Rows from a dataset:
+ + + + +
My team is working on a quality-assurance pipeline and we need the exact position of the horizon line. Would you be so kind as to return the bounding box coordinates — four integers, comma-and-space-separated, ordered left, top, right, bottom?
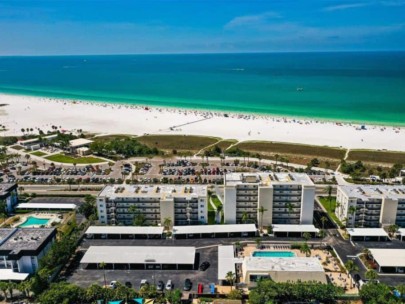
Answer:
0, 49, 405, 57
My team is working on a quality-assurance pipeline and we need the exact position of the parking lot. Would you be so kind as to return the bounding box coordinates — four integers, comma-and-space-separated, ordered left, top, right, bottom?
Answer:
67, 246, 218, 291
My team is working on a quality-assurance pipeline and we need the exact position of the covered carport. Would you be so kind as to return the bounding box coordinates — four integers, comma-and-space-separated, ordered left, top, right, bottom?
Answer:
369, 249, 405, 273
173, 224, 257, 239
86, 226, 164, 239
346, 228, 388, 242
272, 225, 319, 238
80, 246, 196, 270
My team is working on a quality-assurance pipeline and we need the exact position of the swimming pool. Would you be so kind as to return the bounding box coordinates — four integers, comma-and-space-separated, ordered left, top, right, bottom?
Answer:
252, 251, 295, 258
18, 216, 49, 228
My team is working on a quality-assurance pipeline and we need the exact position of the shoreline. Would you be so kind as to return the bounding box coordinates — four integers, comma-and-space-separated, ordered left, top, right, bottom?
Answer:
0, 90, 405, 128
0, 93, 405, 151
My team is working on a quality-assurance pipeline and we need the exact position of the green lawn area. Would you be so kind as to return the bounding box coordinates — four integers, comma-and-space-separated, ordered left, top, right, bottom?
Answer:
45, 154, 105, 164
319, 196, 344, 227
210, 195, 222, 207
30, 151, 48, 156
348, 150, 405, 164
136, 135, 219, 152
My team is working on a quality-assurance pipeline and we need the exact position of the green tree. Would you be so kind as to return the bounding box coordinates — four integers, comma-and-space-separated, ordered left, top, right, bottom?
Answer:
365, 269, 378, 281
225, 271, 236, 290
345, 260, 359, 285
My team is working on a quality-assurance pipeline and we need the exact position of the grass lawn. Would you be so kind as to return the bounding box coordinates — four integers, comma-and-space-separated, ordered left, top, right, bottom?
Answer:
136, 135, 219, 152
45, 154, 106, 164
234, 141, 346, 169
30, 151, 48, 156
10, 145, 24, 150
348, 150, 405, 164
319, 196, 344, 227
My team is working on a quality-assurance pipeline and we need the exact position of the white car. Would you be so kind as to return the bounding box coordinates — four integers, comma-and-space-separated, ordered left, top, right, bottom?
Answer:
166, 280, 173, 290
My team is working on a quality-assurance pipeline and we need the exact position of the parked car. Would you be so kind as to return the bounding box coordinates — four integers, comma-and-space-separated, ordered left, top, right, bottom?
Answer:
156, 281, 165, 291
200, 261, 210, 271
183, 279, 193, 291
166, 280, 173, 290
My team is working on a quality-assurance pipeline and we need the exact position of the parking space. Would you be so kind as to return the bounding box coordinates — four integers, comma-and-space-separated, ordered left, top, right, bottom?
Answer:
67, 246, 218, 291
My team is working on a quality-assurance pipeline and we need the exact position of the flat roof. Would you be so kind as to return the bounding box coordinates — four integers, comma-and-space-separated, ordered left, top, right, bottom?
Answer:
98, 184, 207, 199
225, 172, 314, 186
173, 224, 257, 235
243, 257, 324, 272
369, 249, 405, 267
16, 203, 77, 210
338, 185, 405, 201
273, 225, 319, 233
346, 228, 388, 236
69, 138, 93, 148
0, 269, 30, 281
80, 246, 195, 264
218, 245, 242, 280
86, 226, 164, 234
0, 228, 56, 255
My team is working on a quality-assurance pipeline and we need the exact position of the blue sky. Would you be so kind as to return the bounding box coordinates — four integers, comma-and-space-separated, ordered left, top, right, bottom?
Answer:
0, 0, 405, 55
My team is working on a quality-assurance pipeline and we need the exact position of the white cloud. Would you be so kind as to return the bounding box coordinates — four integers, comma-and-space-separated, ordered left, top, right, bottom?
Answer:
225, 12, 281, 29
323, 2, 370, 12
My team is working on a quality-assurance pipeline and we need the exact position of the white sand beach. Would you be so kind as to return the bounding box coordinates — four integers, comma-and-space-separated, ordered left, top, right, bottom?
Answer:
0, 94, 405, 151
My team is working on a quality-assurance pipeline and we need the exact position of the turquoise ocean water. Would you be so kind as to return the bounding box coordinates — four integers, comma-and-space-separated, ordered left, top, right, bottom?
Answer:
+ + + + +
- _STATED TASK_:
Copy out every line from the one containing "the white sand" through the end of the entries, requests included, and shift each bounding box coordinate in the answers by -123.

- _ANSWER FOR THE TASK_:
My team is working on a quality-assurance pipeline and we need the exact position of the white sand beach. Would you be so kind as to return the bounding box coordinates — four integers, comma-and-space-separated, ordered left, top, right, bottom?
Answer:
-123, -29, 282, 28
My team is working on a quality-assurance pipeline and we need the exact position of the turquoise ocean water. Would you be so kind as to return the bounding box coordinates — four integers, comma-and-space-separated, ordered left, top, right, bottom?
Answer:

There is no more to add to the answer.